| Текст документа |
☆ ☆ ☆ ☆ ☆ ☆ ☆

Св. Бернард Клервоский, как известно, в своей аскетической сосредоточенности и презрении к миру дошедший якобы (согласно «Житию») до того, что по дороге в Шартрез не заметил Женевского озера, посвятил добрую часть своего первого «бестселлера», «О ступенях смирения и гордыни» (De gradibus humilitatis etsuperbiae), беспрецедентному по тонкости анализу человеческого любопытства, которое, по его мнению, лежит не только в основе падения Евы, полюбопытствовавшей о вкусе плода с запретного древа, но и, что намного важнее, в основе того первого разделения добра и зла, о котором богословы знали очень мало: падения Люцифера, полюбопытствовавшего, в свой черед, до каких пределов простирается милосердие и долготерпение Всевышнего. Чтобы придать своей находке значимость – а это не много не мало оригинальное объяснение происхождения мирового зла, – Бернард ввел в четко продуманную структуру главы о любопытстве «небольшой диспут», disputatiuncula, о Люцифере[242]. Сочинение молодого тогда моралиста формально отталкивается от 7-й главы «Устава св. Бенедикта», но его истинная мишень – otiosa curiositas vel curiosa otiositas, «праздное любопытство и любопытствующая праздность» некоторых его современников, как старших, так и младших. Всем известный оппонент Бернарда Абеляр – лишь типичный представитель этого поколения. Важно подчеркнуть, что противостояние «любопытных» и «аскетов» вовсе не завершилось в 1150-е годы, когда ушли из жизни и Бернард, и Абеляр. Непревзойденное чувство стиля, которым обладал аббат Клерво, позволило ему выстроить при помощи риторических фигур впечатляющую аналитическую лествицу зла, первая ступень которой – нечестивое, злобное любопытство, вырабатывающее «привычку грешить» (consuetude peccandi). «Ступени смирения и гордыни» – не курьез из истории морали, не завистливый пасквиль на популярного интеллектуала, но и не догма, не декреталия. Это яркое выражение интеллектуальной и духовной позиции схоластической эпохи, далеко выходящей за рамки жизни одного человека, пусть и очень влиятельного.
Аристотель и Александр Македонский
Благодаря невероятной популярности фигуры св. Бернарда и его письменного наследия (по распространенности в библиотеках позднего Средневековья из творений современников с ним могли поспорить разве что сочинения Гуго Сен-Викторского) его мысль распространилась за пределами цистерцианских обителей, став стилем мышления. Любопытство стало одним из излюбленных мотивов критики университетов, школяров, горе-ученых и псевдопедагогов, разнузданных и продажных[243].

☆ ☆ ☆ ☆ ☆ ☆ ☆

| Данные |
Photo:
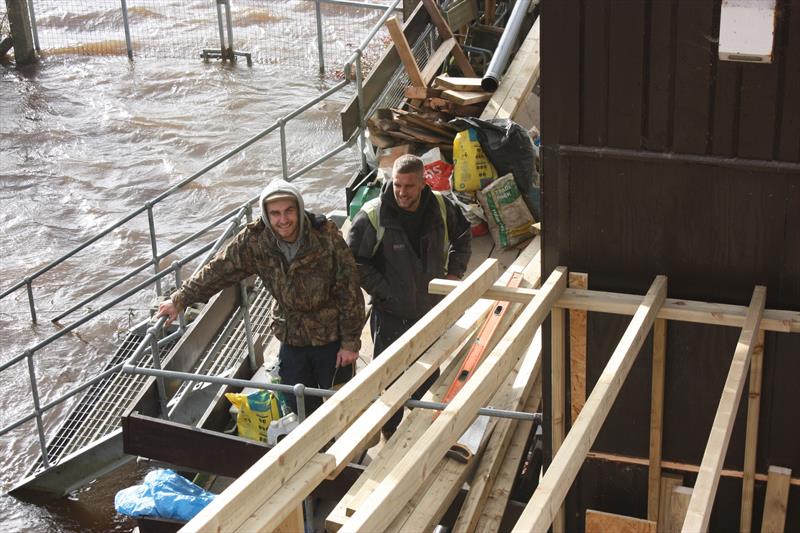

☆ ☆ ☆ ☆ ☆ ☆ ☆

| Задания |
1. Ответьте по тексту о св. Бернарде:
(a) Какое озеро, согласно «Житию», Бернард не заметил по дороге в Шартрез?
(b) От какой главы «Устава св. Бенедикта» формально отталкивается его сочинение?
(c) Чьи сочинения по распространенности в библиотеках позднего Средневековья могли поспорить с творениями Бернарда?
2. Выведите без изменений фрагмент текста о св. Бернарде от слов «Аристотель и Александр» до слов «разнузданных и продажных[243].».
Данные здесь никак не используются.

| Ответы |
1.
(a) Женевское озеро.
(b) От 7-й главы.
(c) Сочинения Гуго Сен-Викторского.

2.
Аристотель и Александр Македонский
Благодаря невероятной популярности фигуры св. Бернарда и его письменного наследия (по распространенности в библиотеках позднего Средневековья из творений современников с ним могли поспорить разве что сочинения Гуго Сен-Викторского) его мысль распространилась за пределами цистерцианских обителей, став стилем мышления. Любопытство стало одним из излюбленных мотивов критики университетов, школяров, горе-ученых и псевдопедагогов, разнузданных и продажных[243].